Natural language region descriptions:
-- Opening Marker --

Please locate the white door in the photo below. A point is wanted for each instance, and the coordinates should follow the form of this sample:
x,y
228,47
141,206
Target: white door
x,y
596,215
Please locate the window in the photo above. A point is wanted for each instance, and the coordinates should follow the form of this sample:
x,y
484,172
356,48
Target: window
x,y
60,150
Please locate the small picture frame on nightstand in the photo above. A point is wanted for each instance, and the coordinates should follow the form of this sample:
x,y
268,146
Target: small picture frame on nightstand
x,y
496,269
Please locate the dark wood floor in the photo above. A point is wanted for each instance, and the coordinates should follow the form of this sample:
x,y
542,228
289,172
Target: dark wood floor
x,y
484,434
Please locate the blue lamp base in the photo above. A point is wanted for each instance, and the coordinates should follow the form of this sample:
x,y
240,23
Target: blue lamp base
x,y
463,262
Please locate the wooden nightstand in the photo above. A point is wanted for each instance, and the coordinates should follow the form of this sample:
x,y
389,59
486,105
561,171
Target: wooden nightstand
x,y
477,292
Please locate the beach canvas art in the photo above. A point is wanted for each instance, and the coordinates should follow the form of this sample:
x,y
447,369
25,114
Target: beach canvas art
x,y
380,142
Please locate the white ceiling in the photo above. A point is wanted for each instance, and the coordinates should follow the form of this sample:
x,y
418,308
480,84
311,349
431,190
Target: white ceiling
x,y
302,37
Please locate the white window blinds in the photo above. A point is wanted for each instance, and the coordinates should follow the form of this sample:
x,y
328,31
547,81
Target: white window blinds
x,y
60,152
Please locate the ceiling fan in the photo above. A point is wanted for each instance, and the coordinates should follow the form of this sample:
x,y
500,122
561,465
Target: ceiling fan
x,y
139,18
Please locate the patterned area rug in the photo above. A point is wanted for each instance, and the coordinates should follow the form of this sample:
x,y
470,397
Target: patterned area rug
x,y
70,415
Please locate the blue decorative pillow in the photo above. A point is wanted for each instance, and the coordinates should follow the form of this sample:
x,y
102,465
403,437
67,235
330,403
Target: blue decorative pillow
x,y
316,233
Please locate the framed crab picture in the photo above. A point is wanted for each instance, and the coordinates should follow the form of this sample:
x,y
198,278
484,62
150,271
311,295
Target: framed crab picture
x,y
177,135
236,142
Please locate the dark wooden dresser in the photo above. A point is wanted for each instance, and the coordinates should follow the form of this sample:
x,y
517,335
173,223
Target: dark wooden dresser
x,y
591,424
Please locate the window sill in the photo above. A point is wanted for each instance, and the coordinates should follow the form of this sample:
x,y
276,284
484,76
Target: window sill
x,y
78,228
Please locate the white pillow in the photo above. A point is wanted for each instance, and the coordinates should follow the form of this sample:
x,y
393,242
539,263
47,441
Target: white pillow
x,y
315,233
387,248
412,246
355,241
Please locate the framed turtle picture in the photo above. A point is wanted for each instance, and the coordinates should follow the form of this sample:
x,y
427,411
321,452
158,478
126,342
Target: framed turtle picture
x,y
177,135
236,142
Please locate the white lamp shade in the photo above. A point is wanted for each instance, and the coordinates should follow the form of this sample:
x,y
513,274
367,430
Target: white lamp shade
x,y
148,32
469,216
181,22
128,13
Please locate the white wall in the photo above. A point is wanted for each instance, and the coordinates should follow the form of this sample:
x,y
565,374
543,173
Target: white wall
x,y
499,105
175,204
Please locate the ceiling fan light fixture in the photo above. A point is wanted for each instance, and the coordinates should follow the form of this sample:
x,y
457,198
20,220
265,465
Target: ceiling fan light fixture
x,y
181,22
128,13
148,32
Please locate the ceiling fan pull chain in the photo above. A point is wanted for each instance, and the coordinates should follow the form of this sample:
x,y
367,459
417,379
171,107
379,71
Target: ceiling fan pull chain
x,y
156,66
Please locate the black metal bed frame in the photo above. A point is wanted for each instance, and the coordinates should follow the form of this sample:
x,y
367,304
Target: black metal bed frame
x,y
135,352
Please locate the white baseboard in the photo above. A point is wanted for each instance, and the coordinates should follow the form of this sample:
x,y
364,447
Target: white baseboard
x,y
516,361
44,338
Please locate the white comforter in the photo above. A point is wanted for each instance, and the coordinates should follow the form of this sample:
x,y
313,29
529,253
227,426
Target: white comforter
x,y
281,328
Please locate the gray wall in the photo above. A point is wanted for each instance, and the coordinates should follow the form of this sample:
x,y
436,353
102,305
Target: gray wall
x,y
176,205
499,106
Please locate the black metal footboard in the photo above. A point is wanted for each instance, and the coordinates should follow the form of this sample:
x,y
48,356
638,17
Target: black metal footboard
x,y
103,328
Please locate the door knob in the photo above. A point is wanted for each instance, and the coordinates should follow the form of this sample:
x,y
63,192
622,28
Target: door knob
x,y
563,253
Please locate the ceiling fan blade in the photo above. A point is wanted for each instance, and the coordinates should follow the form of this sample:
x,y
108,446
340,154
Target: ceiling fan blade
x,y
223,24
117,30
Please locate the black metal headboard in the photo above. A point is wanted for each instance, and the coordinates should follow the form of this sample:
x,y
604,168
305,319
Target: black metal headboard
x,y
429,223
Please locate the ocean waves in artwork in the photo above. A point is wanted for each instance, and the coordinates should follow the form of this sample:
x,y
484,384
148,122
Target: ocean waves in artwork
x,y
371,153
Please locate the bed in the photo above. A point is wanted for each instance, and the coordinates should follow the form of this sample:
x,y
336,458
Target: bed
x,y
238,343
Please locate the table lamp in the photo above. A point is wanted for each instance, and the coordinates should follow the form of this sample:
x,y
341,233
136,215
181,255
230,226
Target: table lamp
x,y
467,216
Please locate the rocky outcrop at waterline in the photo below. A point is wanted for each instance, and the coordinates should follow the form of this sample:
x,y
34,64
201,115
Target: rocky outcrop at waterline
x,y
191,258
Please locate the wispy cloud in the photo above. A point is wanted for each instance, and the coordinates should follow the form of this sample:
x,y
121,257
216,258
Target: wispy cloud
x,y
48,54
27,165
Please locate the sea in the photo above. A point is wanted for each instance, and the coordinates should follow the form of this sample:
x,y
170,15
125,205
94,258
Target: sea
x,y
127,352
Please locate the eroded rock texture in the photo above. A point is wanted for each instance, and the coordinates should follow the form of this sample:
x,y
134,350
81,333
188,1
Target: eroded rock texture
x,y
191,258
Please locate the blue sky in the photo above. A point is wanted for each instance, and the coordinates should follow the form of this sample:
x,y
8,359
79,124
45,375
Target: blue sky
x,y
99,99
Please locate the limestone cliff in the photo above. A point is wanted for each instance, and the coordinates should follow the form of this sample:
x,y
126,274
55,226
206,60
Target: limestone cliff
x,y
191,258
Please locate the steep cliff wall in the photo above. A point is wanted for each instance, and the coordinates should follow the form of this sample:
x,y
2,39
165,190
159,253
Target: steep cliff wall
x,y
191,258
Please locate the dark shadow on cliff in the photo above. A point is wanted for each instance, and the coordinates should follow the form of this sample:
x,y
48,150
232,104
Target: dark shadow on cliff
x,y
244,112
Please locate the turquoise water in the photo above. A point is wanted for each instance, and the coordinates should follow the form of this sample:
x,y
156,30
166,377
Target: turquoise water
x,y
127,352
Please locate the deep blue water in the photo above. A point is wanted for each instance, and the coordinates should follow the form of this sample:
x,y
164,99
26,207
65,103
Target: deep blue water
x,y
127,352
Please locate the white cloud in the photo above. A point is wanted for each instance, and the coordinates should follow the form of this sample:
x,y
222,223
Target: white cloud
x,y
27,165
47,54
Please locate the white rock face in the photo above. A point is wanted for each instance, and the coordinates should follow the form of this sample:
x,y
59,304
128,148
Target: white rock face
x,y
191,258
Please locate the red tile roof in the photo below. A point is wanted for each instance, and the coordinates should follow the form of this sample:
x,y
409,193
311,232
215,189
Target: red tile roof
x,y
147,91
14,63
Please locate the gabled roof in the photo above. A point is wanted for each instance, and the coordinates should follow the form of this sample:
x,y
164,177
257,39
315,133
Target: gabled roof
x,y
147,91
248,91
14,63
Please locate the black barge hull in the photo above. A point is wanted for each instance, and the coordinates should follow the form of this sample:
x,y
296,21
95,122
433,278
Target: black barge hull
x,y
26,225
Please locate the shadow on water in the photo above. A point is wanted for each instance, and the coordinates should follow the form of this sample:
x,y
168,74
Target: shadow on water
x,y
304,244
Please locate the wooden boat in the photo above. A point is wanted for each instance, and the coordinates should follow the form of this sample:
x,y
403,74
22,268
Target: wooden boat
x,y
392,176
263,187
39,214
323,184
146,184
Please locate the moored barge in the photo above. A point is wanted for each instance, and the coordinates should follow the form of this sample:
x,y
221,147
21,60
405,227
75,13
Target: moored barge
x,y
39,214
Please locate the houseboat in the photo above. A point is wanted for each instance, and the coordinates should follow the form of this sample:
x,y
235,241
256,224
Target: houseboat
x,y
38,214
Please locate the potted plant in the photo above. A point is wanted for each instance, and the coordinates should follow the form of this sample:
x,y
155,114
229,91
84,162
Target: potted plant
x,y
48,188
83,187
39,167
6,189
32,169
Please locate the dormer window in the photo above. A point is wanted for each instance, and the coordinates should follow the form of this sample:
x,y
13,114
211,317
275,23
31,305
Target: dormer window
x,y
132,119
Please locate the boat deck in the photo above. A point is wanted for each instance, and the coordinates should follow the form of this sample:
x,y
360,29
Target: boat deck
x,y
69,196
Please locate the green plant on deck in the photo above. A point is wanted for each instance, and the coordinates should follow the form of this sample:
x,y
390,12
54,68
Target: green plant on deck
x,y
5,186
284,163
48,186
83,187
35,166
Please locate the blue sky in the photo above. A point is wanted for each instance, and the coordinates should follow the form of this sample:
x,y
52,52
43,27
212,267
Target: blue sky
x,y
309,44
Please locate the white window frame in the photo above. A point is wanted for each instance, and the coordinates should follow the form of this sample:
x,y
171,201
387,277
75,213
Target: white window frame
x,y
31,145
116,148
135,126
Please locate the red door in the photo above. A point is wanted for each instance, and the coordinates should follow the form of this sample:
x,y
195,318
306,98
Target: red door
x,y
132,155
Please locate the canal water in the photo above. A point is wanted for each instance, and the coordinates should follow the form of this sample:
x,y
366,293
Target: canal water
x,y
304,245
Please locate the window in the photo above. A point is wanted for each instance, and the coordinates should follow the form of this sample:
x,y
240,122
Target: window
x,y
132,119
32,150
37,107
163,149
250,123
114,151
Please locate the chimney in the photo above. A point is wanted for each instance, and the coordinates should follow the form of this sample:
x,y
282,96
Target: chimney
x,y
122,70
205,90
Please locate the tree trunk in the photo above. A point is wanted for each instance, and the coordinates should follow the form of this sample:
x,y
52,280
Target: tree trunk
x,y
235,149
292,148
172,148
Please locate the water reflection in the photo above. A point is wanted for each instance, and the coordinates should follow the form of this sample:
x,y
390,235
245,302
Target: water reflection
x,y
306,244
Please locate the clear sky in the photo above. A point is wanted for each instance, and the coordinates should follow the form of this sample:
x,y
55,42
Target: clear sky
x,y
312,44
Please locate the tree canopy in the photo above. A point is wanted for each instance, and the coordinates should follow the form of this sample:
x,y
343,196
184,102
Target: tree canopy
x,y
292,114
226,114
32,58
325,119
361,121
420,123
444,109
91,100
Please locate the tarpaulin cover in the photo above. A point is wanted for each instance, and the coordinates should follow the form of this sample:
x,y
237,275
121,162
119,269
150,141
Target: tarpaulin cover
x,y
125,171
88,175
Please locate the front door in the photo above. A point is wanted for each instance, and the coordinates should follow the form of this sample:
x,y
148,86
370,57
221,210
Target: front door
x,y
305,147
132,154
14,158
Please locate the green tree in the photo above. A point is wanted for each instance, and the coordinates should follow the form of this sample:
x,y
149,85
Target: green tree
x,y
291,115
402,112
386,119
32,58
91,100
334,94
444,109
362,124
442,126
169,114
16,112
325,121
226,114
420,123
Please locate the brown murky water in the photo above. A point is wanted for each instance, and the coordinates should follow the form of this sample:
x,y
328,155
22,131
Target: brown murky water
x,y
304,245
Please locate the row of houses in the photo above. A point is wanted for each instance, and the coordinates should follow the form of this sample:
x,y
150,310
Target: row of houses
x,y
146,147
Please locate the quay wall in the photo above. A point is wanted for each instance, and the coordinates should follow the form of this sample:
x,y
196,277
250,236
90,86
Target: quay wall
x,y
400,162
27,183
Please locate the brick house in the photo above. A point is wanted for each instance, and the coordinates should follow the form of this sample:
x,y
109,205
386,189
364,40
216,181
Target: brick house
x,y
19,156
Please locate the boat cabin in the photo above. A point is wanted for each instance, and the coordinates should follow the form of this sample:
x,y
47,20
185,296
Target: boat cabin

-- Closing Marker --

What you should do = In the records above, how many lines hold the string "below"? Give the number only.

Answer space = 3